設問: 楽曲「いつかどこかで」を紹介する本文から、「抒情的な「赤い風船」に対して「いつかどこかで」は青春ソングと言った趣で、」から「作詞はA面「赤い風船」と同じ安井かずみ氏。」までの部分を一字一句変えずに書き写してください。

提示された本文:
B面で終わってしまったのがもったいなくて…

赤い風船.jpg
この作品について

「いつかどこかで」は、1973年4月に発売されオリコン1位の大ヒットとなった
浅田美代子さんのデビュー曲「赤い風船」のB面に収められた楽曲です。

抒情的な「赤い風船」に対して「いつかどこかで」は青春ソングと言った趣で、
快活ささえ感じられる、浅田美代子さんのみならず当時のアイドル歌謡に
あまり聴かれないパターンの一曲であり、「どうせB面だから」と捨ててしまうには
惜し過ぎると思い、今回採り上げてみました。

この曲はアルバム「赤い風船」(CDは現在廃盤)、現行版「ゴールデン☆ベスト」にも
収められていますので、ご一聴をお勧めします。


作家について

作詞はA面「赤い風船」と同じ安井かずみ氏。

作曲はテレビ時代劇「大岡越前」のテーマ曲などで知られる山下毅雄氏。
氏は我々の子供時代に大人気だったアニメ「スーパージェッター」「ルパン三世」
などの音楽も手がけているんですね。

編曲はボブ佐久間氏。 氏は1970年代にはテレビドラマやバラエティ番組などの音楽を
多く担当していましたが、この曲では同じプロダクションつながりで
山下毅雄氏の曲を編曲したようですね。

(ポインティング用データセットの記録)
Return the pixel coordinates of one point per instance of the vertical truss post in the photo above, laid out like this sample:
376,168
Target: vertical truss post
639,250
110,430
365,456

最終解答:
抒情的な「赤い風船」に対して「いつかどこかで」は青春ソングと言った趣で、
快活ささえ感じられる、浅田美代子さんのみならず当時のアイドル歌謡に
あまり聴かれないパターンの一曲であり、「どうせB面だから」と捨ててしまうには
惜し過ぎると思い、今回採り上げてみました。

この曲はアルバム「赤い風船」(CDは現在廃盤)、現行版「ゴールデン☆ベスト」にも
収められていますので、ご一聴をお勧めします。


作家について

作詞はA面「赤い風船」と同じ安井かずみ氏。